- [ASSIGNMENT] Extract from the listing each line in which the word "metal" appears.

- [DATASET RECORDS]
—————

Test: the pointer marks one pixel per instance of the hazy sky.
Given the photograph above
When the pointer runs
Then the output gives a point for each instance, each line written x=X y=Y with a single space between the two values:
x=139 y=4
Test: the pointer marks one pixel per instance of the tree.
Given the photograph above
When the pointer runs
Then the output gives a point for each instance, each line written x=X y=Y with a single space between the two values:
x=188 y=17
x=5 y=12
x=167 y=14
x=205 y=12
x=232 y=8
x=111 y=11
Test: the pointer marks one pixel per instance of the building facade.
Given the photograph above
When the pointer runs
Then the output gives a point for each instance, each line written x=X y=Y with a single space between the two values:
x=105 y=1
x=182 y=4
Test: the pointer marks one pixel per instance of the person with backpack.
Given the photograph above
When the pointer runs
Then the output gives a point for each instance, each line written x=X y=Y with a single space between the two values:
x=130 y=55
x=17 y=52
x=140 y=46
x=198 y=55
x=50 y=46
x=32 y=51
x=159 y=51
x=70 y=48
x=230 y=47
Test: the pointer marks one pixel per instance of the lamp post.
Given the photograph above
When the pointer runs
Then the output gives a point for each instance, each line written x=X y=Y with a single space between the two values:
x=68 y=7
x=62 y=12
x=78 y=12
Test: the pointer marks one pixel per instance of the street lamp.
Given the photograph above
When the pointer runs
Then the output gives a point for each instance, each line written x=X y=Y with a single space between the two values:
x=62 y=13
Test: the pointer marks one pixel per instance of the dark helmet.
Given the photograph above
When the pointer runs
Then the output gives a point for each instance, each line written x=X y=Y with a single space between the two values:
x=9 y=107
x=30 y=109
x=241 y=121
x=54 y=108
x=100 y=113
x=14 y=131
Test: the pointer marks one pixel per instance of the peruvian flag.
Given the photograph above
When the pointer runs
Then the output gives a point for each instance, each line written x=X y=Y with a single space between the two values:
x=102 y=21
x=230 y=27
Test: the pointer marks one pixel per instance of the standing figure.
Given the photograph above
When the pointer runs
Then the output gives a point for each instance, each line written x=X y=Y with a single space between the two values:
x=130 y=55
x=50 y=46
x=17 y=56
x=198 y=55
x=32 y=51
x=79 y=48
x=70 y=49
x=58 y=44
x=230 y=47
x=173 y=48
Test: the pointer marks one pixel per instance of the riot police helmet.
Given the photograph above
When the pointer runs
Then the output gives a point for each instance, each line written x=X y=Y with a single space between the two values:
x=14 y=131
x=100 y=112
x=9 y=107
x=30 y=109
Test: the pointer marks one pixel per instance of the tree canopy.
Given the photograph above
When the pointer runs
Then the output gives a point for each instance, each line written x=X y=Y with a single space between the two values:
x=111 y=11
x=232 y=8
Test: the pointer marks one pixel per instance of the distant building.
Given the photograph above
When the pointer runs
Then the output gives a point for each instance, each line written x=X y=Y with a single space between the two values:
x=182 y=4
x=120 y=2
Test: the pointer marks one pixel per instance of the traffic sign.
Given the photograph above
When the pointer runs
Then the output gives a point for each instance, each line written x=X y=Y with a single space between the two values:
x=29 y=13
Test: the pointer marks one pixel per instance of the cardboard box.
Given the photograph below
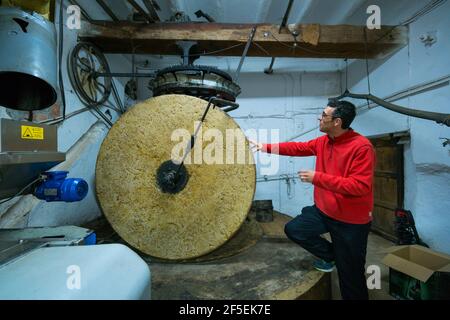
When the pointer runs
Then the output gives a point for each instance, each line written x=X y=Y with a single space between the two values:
x=418 y=273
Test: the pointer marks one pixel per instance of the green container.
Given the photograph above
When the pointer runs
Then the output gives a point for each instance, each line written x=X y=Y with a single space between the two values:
x=405 y=287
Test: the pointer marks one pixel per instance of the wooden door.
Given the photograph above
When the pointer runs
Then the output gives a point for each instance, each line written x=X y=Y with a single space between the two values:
x=388 y=184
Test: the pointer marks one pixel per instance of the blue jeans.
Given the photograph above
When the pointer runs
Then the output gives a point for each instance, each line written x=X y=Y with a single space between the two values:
x=347 y=249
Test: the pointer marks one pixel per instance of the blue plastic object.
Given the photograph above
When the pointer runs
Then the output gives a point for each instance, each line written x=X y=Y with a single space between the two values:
x=57 y=188
x=90 y=239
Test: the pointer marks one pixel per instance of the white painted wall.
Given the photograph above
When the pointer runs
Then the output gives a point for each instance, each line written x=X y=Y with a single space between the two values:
x=426 y=161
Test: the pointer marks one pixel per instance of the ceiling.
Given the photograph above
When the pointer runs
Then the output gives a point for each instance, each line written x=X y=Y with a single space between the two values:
x=239 y=11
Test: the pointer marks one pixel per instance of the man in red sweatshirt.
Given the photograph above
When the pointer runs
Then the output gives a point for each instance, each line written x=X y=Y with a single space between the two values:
x=343 y=196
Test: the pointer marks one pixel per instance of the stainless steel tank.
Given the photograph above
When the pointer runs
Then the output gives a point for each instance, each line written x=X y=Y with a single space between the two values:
x=27 y=60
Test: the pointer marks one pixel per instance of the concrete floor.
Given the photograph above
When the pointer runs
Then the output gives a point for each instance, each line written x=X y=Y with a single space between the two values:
x=375 y=253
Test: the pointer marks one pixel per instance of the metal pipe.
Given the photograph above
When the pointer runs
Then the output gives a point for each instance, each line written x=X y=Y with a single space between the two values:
x=286 y=15
x=150 y=5
x=437 y=83
x=124 y=74
x=83 y=12
x=443 y=118
x=244 y=54
x=107 y=9
x=140 y=10
x=269 y=70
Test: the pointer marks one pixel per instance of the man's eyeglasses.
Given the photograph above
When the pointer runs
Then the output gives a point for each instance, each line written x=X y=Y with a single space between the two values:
x=324 y=115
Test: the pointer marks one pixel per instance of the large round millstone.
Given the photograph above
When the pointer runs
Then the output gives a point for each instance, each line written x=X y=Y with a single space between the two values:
x=201 y=212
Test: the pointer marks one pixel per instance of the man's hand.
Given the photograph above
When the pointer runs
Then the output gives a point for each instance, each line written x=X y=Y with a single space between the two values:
x=255 y=146
x=306 y=175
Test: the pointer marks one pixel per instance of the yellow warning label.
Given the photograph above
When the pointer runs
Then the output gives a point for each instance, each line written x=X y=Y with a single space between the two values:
x=34 y=133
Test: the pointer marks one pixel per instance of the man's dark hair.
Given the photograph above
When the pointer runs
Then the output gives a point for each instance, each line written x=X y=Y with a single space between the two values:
x=344 y=110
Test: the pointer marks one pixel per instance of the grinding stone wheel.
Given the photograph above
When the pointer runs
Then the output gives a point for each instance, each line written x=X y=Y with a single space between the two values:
x=192 y=222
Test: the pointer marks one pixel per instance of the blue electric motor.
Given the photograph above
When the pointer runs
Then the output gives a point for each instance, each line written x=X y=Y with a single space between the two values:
x=56 y=187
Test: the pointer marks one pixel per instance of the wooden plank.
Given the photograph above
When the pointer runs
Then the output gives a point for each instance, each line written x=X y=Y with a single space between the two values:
x=313 y=40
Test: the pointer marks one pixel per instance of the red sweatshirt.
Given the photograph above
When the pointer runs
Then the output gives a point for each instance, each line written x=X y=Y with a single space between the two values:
x=344 y=174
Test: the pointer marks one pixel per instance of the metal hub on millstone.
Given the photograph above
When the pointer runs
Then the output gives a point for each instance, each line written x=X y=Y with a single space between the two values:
x=200 y=81
x=171 y=177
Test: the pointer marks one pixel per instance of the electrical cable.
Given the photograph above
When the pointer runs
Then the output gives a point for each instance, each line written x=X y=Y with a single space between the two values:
x=23 y=189
x=60 y=52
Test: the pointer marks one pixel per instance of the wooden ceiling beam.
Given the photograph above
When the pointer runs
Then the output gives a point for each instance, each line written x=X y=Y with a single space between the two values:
x=310 y=40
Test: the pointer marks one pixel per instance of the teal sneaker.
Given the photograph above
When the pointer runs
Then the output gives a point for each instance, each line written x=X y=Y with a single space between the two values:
x=323 y=266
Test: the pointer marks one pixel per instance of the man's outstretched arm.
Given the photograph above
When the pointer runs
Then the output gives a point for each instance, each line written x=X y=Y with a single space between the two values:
x=301 y=149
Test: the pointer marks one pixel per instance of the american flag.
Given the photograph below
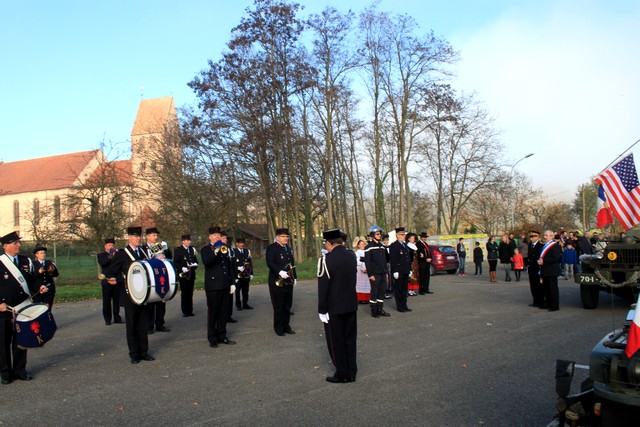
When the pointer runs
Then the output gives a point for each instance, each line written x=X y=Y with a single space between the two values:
x=620 y=183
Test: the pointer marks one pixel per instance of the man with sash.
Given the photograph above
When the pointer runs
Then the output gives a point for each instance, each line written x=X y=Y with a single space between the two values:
x=338 y=305
x=108 y=281
x=549 y=262
x=186 y=264
x=282 y=278
x=16 y=285
x=218 y=282
x=136 y=316
x=157 y=309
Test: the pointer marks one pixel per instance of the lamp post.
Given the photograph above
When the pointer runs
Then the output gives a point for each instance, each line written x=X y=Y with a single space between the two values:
x=515 y=197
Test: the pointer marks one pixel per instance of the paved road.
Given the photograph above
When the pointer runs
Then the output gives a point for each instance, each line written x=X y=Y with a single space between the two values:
x=471 y=354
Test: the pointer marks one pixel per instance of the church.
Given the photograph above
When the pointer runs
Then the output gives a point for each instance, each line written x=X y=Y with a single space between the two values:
x=35 y=194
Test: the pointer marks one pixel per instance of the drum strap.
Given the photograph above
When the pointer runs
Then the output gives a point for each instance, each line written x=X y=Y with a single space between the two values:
x=15 y=272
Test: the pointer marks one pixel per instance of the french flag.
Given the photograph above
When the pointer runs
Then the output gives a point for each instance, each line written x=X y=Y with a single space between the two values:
x=603 y=216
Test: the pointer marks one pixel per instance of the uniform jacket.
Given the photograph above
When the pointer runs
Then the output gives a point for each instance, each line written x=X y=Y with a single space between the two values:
x=551 y=261
x=11 y=291
x=218 y=269
x=337 y=290
x=399 y=258
x=375 y=258
x=46 y=277
x=182 y=257
x=278 y=257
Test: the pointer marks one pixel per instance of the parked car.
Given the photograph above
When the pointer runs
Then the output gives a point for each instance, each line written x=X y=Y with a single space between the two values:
x=444 y=258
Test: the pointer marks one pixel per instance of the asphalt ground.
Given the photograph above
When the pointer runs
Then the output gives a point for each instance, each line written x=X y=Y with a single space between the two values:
x=471 y=354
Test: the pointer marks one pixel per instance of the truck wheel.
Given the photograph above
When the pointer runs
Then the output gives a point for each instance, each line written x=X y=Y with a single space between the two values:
x=589 y=295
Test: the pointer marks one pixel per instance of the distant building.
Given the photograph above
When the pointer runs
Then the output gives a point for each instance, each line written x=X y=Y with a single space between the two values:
x=34 y=193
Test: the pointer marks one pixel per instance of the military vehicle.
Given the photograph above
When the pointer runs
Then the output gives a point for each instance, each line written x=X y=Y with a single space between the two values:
x=610 y=396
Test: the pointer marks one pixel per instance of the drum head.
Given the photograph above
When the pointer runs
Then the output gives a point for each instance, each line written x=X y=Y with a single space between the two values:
x=138 y=282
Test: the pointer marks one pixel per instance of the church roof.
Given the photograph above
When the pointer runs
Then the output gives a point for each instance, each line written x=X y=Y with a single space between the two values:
x=44 y=173
x=153 y=115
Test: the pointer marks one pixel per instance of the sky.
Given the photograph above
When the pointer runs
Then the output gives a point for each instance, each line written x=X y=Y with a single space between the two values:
x=560 y=77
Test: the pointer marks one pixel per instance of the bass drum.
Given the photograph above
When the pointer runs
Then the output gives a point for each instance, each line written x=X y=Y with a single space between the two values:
x=152 y=280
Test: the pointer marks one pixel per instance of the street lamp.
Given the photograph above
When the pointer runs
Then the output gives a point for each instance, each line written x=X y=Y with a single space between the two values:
x=515 y=196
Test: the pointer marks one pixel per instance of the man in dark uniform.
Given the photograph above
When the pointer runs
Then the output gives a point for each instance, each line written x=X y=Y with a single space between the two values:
x=537 y=290
x=282 y=278
x=16 y=284
x=186 y=263
x=44 y=271
x=157 y=309
x=109 y=280
x=136 y=316
x=400 y=262
x=549 y=262
x=244 y=265
x=424 y=264
x=375 y=260
x=217 y=285
x=338 y=305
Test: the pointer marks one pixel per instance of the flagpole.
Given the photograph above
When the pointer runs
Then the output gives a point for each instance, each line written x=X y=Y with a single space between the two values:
x=621 y=154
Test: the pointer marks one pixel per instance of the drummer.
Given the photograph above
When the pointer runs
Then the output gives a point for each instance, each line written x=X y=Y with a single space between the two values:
x=136 y=316
x=16 y=279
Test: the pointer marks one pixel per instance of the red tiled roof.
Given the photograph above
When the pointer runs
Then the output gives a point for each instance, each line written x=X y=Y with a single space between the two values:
x=45 y=173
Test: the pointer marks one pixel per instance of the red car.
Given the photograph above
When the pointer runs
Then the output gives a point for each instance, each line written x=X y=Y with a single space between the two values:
x=444 y=258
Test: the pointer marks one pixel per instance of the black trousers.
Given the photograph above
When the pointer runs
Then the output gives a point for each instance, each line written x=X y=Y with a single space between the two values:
x=137 y=323
x=242 y=290
x=186 y=295
x=401 y=291
x=9 y=352
x=536 y=287
x=110 y=302
x=424 y=279
x=281 y=300
x=157 y=311
x=341 y=333
x=217 y=313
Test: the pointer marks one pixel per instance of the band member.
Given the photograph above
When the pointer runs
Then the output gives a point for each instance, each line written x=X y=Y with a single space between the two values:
x=43 y=273
x=186 y=263
x=109 y=280
x=232 y=256
x=535 y=286
x=338 y=305
x=16 y=284
x=549 y=262
x=375 y=259
x=400 y=261
x=424 y=264
x=282 y=278
x=152 y=249
x=244 y=265
x=136 y=316
x=218 y=281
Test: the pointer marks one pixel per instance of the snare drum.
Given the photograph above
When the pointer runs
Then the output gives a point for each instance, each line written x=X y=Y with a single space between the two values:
x=151 y=280
x=34 y=326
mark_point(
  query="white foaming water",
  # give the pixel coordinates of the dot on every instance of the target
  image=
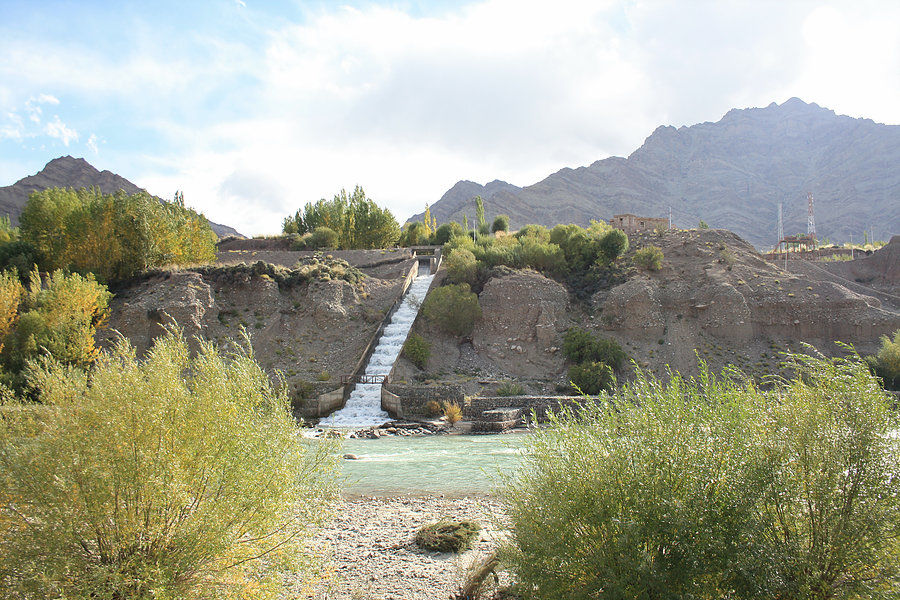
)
(363, 407)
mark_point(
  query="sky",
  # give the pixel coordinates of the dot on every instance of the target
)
(254, 108)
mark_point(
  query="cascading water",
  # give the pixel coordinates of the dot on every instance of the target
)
(363, 407)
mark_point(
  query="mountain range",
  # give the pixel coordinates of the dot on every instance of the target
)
(732, 174)
(70, 172)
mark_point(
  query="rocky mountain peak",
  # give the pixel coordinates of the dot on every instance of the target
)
(71, 172)
(731, 173)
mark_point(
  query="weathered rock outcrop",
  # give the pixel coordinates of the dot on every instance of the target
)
(523, 317)
(309, 330)
(714, 291)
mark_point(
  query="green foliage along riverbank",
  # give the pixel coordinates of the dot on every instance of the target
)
(171, 477)
(348, 221)
(57, 315)
(583, 258)
(713, 488)
(113, 236)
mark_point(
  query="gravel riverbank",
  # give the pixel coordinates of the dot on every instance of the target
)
(369, 552)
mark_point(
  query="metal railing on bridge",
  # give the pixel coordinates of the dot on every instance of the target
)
(381, 379)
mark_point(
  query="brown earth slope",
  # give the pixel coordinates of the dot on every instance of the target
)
(715, 298)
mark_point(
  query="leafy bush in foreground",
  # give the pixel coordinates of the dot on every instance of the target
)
(417, 349)
(167, 478)
(592, 377)
(886, 363)
(712, 488)
(649, 258)
(581, 346)
(510, 388)
(447, 536)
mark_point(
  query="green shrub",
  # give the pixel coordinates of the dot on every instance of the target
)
(461, 266)
(357, 220)
(114, 236)
(433, 408)
(18, 256)
(581, 346)
(415, 234)
(59, 315)
(541, 256)
(453, 308)
(417, 349)
(592, 377)
(446, 231)
(447, 536)
(538, 232)
(713, 488)
(614, 244)
(509, 388)
(649, 258)
(322, 238)
(886, 363)
(164, 478)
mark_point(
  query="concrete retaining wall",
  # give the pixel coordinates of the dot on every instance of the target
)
(373, 341)
(321, 405)
(539, 404)
(404, 401)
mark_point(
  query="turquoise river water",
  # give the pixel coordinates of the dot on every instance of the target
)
(441, 464)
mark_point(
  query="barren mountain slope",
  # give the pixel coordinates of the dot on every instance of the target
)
(715, 298)
(69, 172)
(732, 174)
(311, 332)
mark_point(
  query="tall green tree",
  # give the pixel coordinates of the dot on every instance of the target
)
(113, 236)
(358, 220)
(479, 212)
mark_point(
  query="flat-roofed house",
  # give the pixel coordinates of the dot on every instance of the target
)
(632, 223)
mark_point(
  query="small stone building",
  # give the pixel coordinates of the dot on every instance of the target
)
(632, 223)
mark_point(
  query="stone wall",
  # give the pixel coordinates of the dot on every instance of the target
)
(322, 404)
(408, 401)
(539, 404)
(404, 401)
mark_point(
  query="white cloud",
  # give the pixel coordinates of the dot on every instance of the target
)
(13, 127)
(59, 130)
(407, 105)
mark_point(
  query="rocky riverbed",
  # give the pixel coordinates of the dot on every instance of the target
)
(369, 551)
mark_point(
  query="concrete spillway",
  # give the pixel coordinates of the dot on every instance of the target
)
(363, 407)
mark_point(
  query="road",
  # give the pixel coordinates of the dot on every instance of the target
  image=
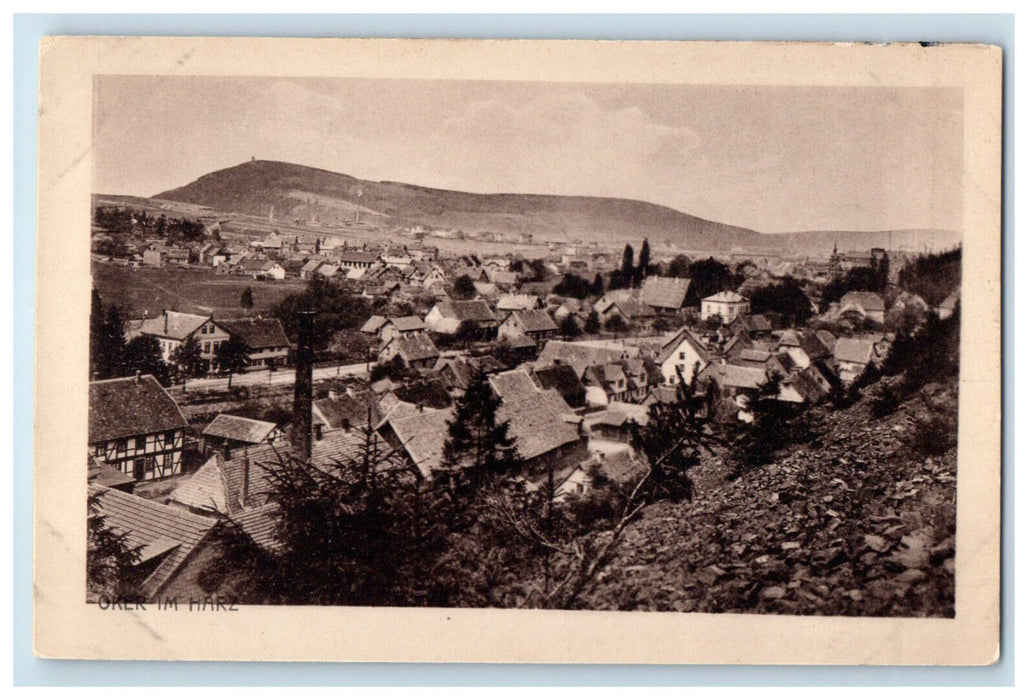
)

—————

- [RESPONSE TO THIS TASK]
Test: the pointer marks one pixel per instance of the metal pipe.
Test: the pointer marks one pixel per instance of the metal hub on millstone.
  query="metal railing on bridge",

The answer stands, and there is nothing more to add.